EXCERPT PROVIDED:
'''

Mark 13:35,36 - Sermon Bible Commentary

Bible Comments

Mark 13:35-36

What does the word Watchfulness mean, as used in the Holy Scriptures? It means, being on the look-out, living in expectation of Jesus Christ, doing His work, attending to His charge, occupying ourselves so as to improve the talents, one or more, He has entrusted to us, trying to do the best with our Lord's money that He may receive His own with interest. In short, watchfulness means leading that sort of life which, were it to be broken off tomorrow, would turn to our great gain.

I. Watchfulness implies that we are looking for Christ, living in expectation of His coming living, that is, with the recollection of our mortality, as knowing that in any case our time on earth is short, that the day must soon be here when we shall die. The reluctance to think about death is a great stumbling-block to us all. It prevents our making any due preparation against it. They were wiser among the heathen of old, who in the midst of their banquets, used to have carried round the figure of one dead, with this inscription, "Eat and drink, for you will soon be as this."

II. Consider what will be the life of the watchful Christian of him who is indeed waiting for his Lord. It will be a life of sobriety, a life of active service, a life of patient continuance in well-doing, a life whose end and aim is to be approved by the Master when He cometh. In the parables of the Talents and of the Pounds we have the warning of a soul lost, not for committing gross sins, but simply for inactivity for keeping its powers laid up, hiding from use its Lord's money; and surely that is a warning that must come home to many of us. For who of us has laboured as he might for God's glory and his fellow-creature's good? Who of us, Were he summoned today, could produce a life of which the greater part of its energies had been turned to work the Lord's work? Are we not rather chargeable, in our conscience, with the offence of having wasted our Lord's goods, of having squandered on ourselves, or on mere pleasure, those powers, that wealth, that influence, which were put into our hand to be administered for far higher and nobler ends? Let us watch and pray, that His coming may not take us by surprise. Then we shall be glad and not sorry when the time of our watching is at an end. He will make us full of joy with the light of His countenance.

R. D. B. Rawnsley, Sermons in Country Churches,p. 107.

References: Mark 13:35. Preacher's Monthly,vol. iv., p. 169. Mark 13:35-37. D. Fraser, Metaphors of the Gospels,p. 243.

Mark 13:35-36

35 Watch ye therefore: for ye know not when the master of the house cometh, at even, or at midnight, or at the cockcrowing, or in the morning:

36 Lest coming suddenly he find you sleeping.

'''

RECORDED DATA:
'''

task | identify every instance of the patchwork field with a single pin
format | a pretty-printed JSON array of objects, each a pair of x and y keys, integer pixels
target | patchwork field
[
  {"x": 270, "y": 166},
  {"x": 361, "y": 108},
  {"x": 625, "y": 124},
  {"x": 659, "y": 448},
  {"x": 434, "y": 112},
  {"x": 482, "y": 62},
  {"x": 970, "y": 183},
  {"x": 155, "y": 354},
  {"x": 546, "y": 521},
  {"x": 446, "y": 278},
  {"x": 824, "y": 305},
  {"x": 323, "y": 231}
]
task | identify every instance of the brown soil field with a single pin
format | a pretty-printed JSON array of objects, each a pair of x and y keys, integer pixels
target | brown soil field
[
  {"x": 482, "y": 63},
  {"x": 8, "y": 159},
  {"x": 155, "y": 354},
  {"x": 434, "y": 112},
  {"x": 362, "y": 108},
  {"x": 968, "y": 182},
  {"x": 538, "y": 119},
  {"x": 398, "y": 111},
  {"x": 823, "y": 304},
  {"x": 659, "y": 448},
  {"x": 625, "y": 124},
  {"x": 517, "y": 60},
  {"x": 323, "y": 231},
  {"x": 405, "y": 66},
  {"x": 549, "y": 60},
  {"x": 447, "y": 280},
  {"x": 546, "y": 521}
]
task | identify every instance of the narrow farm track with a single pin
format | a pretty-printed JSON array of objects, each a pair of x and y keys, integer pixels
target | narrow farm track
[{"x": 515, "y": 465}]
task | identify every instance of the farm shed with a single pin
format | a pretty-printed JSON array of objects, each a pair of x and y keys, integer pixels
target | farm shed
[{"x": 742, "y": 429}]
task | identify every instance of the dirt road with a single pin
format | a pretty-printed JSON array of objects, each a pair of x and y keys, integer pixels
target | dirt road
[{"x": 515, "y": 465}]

'''

REQUIRED ACTIONS:
#1 Which times does verse 35 of the commentary on Mark 13:35-36 give for when the master of the house might come? List every one.
#2 Repeat the stretch of the commentary on Mark 13:35-36 from "What does the" through "our great gain.".
The items after the commentary are separate material and have no connection to it.

RESPONSE LIST:
#1
- At even
- At midnight
- At the cockcrowing
- In the morning

#2
What does the word Watchfulness mean, as used in the Holy Scriptures? It means, being on the look-out, living in expectation of Jesus Christ, doing His work, attending to His charge, occupying ourselves so as to improve the talents, one or more, He has entrusted to us, trying to do the best with our Lord's money that He may receive His own with interest. In short, watchfulness means leading that sort of life which, were it to be broken off tomorrow, would turn to our great gain.